■ Challenge ■
Update the records below by replacing every occurrence of "marker" with "pin", leaving all other text unchanged.

■ Data excerpts ■
______________________________

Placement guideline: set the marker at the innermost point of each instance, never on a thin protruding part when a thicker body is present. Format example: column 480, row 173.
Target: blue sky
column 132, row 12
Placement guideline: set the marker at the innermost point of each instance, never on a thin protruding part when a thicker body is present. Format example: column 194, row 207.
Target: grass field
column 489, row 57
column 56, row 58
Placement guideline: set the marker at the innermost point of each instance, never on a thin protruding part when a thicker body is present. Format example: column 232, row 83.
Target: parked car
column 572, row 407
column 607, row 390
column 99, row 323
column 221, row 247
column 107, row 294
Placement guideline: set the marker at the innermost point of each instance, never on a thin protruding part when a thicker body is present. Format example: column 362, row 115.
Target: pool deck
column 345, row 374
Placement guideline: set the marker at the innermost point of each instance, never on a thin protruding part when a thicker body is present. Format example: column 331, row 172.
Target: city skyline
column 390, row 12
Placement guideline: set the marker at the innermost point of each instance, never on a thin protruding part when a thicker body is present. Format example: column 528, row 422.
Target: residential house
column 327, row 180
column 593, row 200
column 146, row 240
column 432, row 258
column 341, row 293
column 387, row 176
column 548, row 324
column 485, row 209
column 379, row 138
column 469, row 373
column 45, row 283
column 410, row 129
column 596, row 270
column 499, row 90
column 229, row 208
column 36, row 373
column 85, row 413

______________________________

■ Response ■
Placement guideline: set the pin at the innermost point of each instance, never on a thin protruding part when a thicker body is present. Format example: column 480, row 173.
Target: blue sky
column 132, row 12
Placement guideline: set the pin at the innermost point of each instance, never on a thin protruding part when a thicker body is present. Format example: column 194, row 207.
Target: grass field
column 489, row 57
column 56, row 58
Placement guideline: set the pin at the innermost point of each instance, never on a thin protruding part when a thicker body is present. Format example: column 232, row 83.
Target: parked car
column 572, row 407
column 607, row 390
column 99, row 323
column 221, row 247
column 107, row 294
Placement guideline: set the pin at the innermost point of each instance, never on a thin protruding part when a thicker body is present. Format example: column 362, row 115.
Target: pool deck
column 345, row 374
Placement guideline: set the pin at the innermost point of each instance, never on a thin protruding part when a thicker body is present. Format example: column 331, row 172.
Target: city skyline
column 390, row 12
Placement guideline: set the pin at the innermost point of each instance, never on a thin protruding part when a thicker body is present. Format example: column 528, row 422.
Target: residential house
column 327, row 180
column 593, row 200
column 146, row 240
column 432, row 258
column 341, row 293
column 387, row 176
column 548, row 324
column 485, row 209
column 379, row 138
column 469, row 373
column 45, row 283
column 410, row 129
column 596, row 270
column 499, row 90
column 229, row 208
column 36, row 373
column 85, row 413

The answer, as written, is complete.